Stored entries:
_ _ _

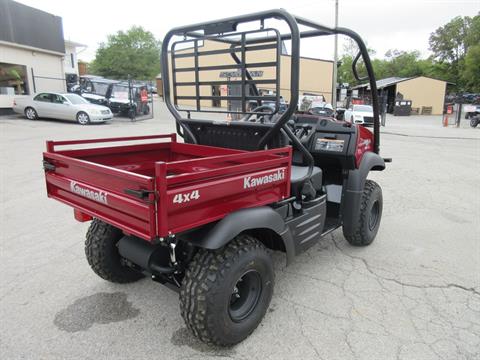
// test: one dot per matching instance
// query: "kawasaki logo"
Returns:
(99, 196)
(251, 182)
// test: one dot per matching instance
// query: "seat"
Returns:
(297, 184)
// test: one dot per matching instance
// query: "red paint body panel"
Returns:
(185, 185)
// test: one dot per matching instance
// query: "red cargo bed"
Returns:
(160, 188)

_ _ _

What is needed is an exact copy of all the records, minus any pictures.

// test: one dot per matching instance
// query: "kawasaki logo"
Returns:
(99, 196)
(251, 182)
// test: one dot per matching instance
// query: "seat"
Returns:
(297, 184)
// test: one dot per matching instance
// query: "red paint body panel"
Returns:
(185, 185)
// test: one dot per matching instance
// query: "red cargo bed"
Returns:
(160, 188)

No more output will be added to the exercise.